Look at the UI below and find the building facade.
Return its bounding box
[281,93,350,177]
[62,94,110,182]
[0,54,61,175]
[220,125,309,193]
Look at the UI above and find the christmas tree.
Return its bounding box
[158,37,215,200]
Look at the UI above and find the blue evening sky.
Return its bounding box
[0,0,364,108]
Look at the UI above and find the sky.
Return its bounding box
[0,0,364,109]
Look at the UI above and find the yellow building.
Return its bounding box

---

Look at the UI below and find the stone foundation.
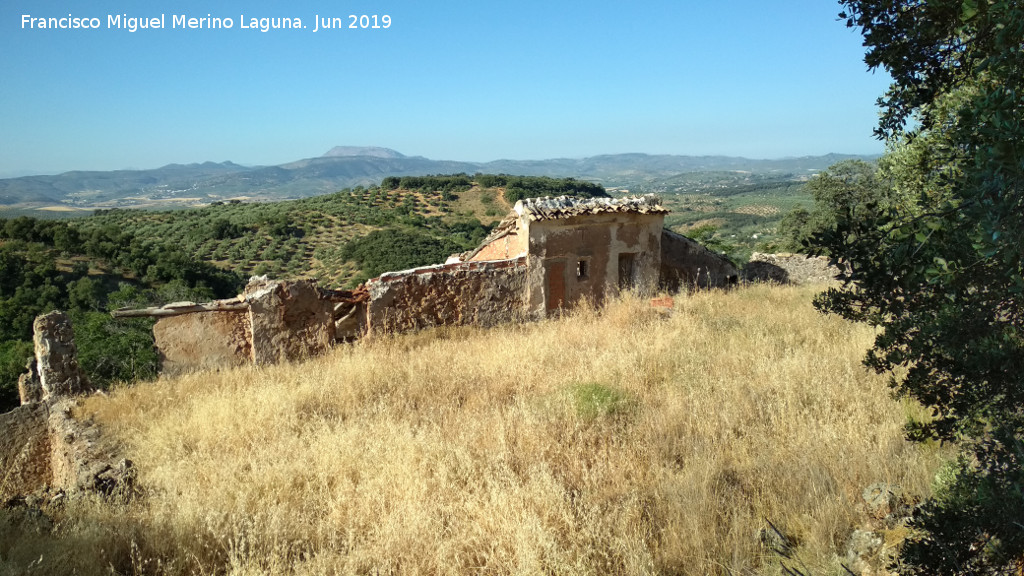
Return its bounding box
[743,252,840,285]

**Exercise task**
Can you locate every line in the material that contains the word "building" and copy each one out?

**Written solution**
Look at the UI below and find the building facade.
Look at the UI above and find the yellow building.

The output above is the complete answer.